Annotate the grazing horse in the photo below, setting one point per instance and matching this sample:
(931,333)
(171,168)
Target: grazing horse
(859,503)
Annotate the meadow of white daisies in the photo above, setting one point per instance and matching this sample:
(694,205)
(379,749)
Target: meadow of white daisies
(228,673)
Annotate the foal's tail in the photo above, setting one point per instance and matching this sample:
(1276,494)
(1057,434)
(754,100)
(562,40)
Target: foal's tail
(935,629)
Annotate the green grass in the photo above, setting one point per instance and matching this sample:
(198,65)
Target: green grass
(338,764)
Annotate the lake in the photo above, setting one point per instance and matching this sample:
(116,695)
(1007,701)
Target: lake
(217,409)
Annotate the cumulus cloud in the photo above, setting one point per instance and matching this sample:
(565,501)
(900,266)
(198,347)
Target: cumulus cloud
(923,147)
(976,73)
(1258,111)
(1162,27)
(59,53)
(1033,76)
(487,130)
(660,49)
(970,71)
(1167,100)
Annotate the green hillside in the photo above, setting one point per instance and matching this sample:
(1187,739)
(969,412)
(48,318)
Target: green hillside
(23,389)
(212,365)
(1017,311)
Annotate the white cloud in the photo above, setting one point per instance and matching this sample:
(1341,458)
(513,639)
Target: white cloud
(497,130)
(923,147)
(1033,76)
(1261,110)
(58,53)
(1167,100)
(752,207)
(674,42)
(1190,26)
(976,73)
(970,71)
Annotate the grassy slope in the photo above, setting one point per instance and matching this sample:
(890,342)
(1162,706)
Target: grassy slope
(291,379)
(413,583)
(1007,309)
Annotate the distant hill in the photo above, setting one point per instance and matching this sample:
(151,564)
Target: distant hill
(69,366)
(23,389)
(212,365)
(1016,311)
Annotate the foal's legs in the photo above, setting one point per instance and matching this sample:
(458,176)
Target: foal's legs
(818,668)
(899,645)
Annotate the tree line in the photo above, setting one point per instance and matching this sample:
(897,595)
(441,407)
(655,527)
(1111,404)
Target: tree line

STATED GOAL: Switch "setting" to "placing" in the stretch from the line containing "Annotate the cumulus" through the end of the items, and write out those lines again with nothing else changed.

EXERCISE SOLUTION:
Annotate the cumulus cloud in the photo above, placing one point per instance and matching this sample:
(565,501)
(900,266)
(198,347)
Target: cumulus cloud
(923,147)
(976,73)
(1258,111)
(1162,27)
(59,53)
(1033,76)
(487,130)
(660,49)
(970,71)
(1167,100)
Annotate the green hillside in the photo above, placing one point per instance and matching this sample:
(1187,739)
(969,412)
(48,318)
Target: green hillside
(23,389)
(212,365)
(1017,311)
Annotate the white cloud in the photo above, placing one point per instance and matching this sample:
(1341,458)
(513,639)
Target: white cloud
(497,130)
(923,147)
(1033,76)
(1261,110)
(58,53)
(1167,100)
(752,207)
(674,42)
(1190,26)
(976,73)
(970,71)
Annotate the grassy slope in the photo above, placing one point per instance and matching this sample:
(890,342)
(1162,706)
Target: grassy slope
(291,379)
(413,583)
(1007,309)
Annotate the distant hill in the photo above, placing one point per instance and matching this sample:
(151,564)
Target: distant hill
(69,366)
(23,389)
(212,365)
(1016,311)
Annotate the foal's legs in the photo above, placing one point per instance and matching this sample:
(458,176)
Target: foal's legs
(818,668)
(899,645)
Annotate the tree line in the photo above, placing one point per instance and matching this sample:
(897,595)
(441,407)
(655,527)
(1111,404)
Target: tree line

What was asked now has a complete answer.